» **Work to be completed**
Please gather every row of the items below that contains the word "line" and copy each such row in full.

» **Information provided**
** Begin **

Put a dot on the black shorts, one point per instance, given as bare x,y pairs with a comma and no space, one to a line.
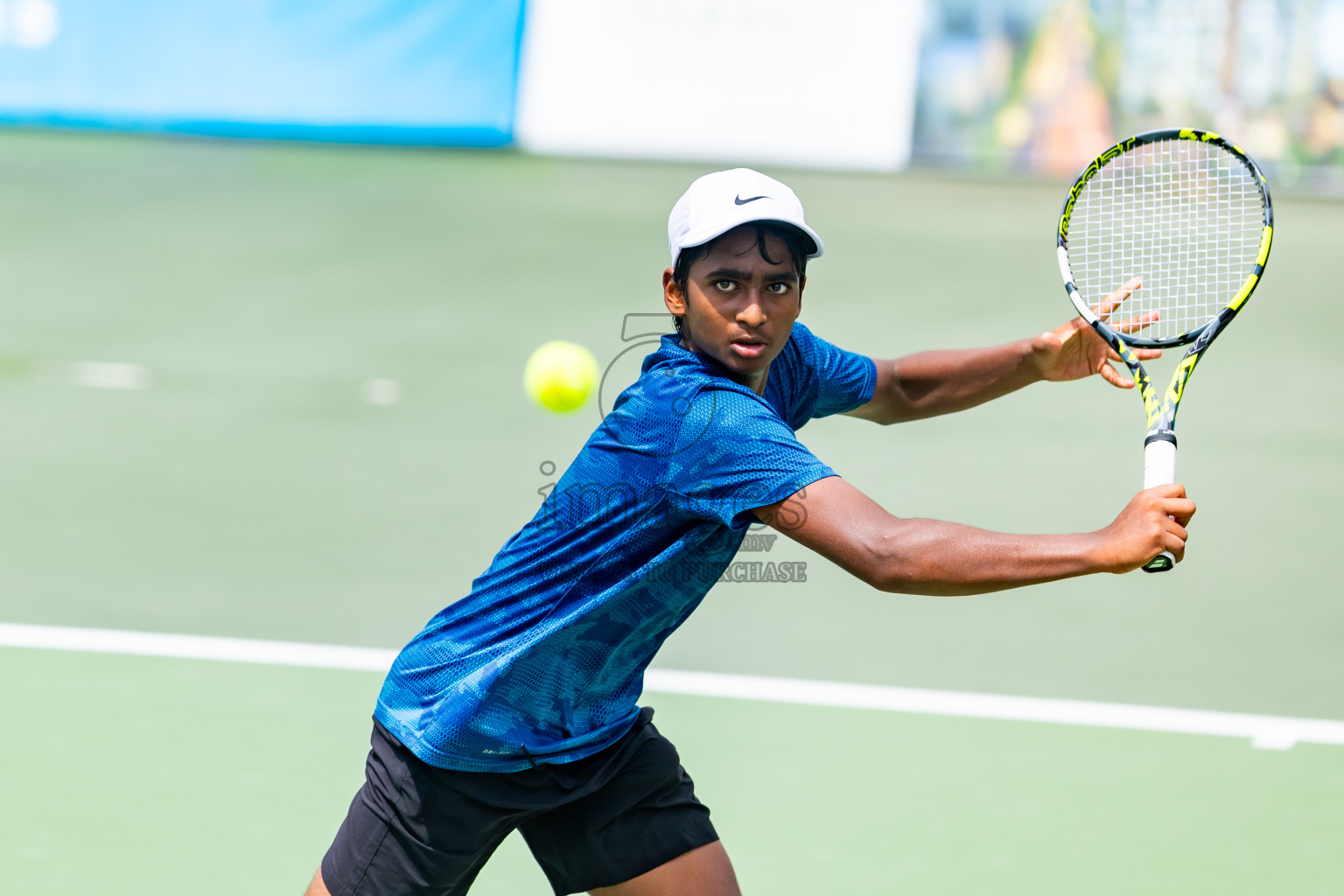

** End **
** Begin **

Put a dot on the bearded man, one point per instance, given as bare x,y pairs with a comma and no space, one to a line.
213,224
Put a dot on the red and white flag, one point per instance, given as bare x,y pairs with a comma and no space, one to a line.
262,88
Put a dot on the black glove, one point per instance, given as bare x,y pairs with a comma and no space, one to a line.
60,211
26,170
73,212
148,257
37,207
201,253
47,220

** End **
** Begin **

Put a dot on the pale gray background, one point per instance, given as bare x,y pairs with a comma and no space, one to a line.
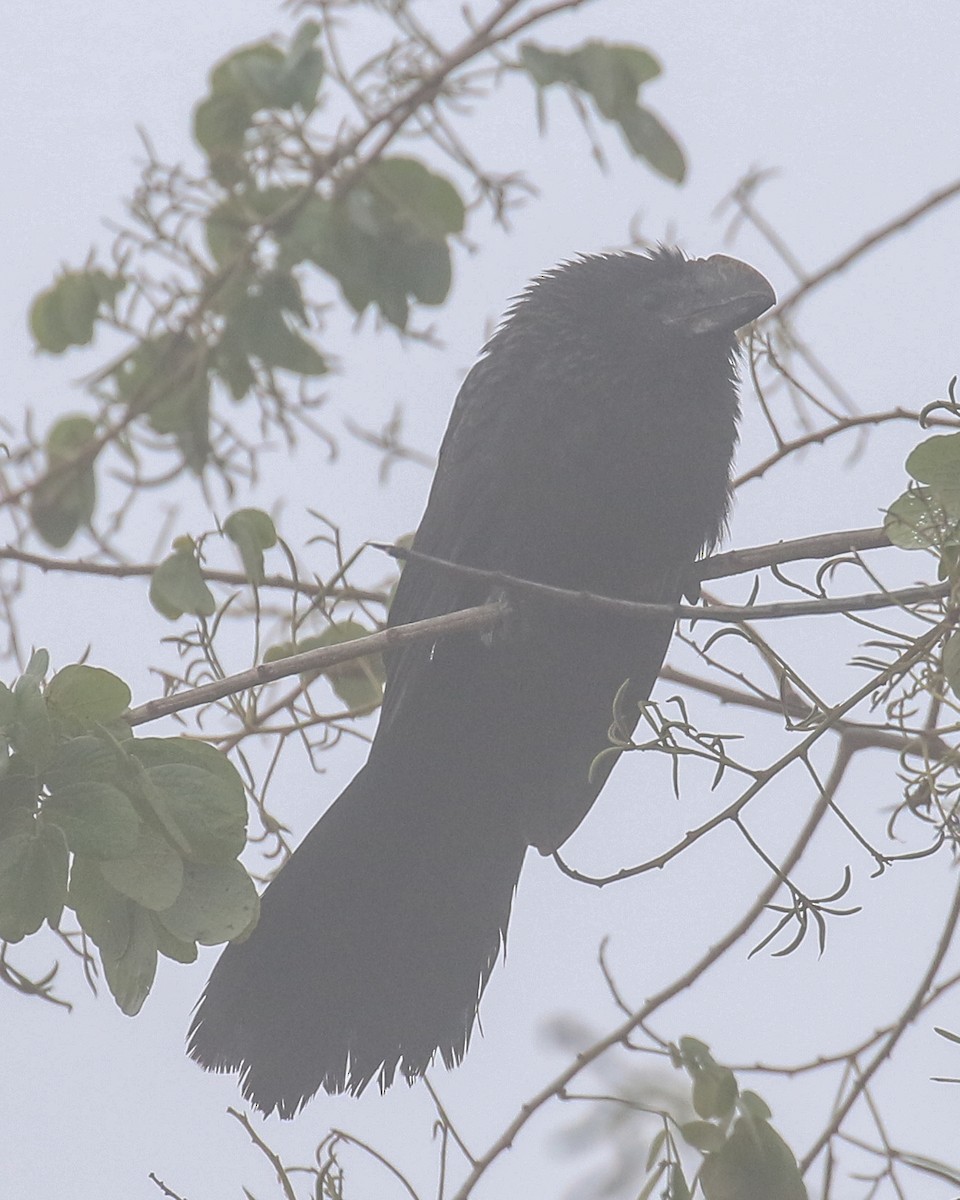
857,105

** End **

» **Answer in full**
Put a dot on the black shorts, one point per instance, given as bare x,y pairs with a comma and no space, one to a line.
Put a dot on the bearded man, one point per instance, given as bare x,y pairs with a comma and no space, one to a line.
Put a dot on the red and white flag, one point per instance, given as bare x,y pairs with a comma and no space, one to a line.
Put a dot on the black glove, one point per instance, given as bare x,y pairs with a comma and no space, one to a line.
Put a dot on the pale gray background, one point per instance, given as bare x,y pairs with a comma and no space, one to a line.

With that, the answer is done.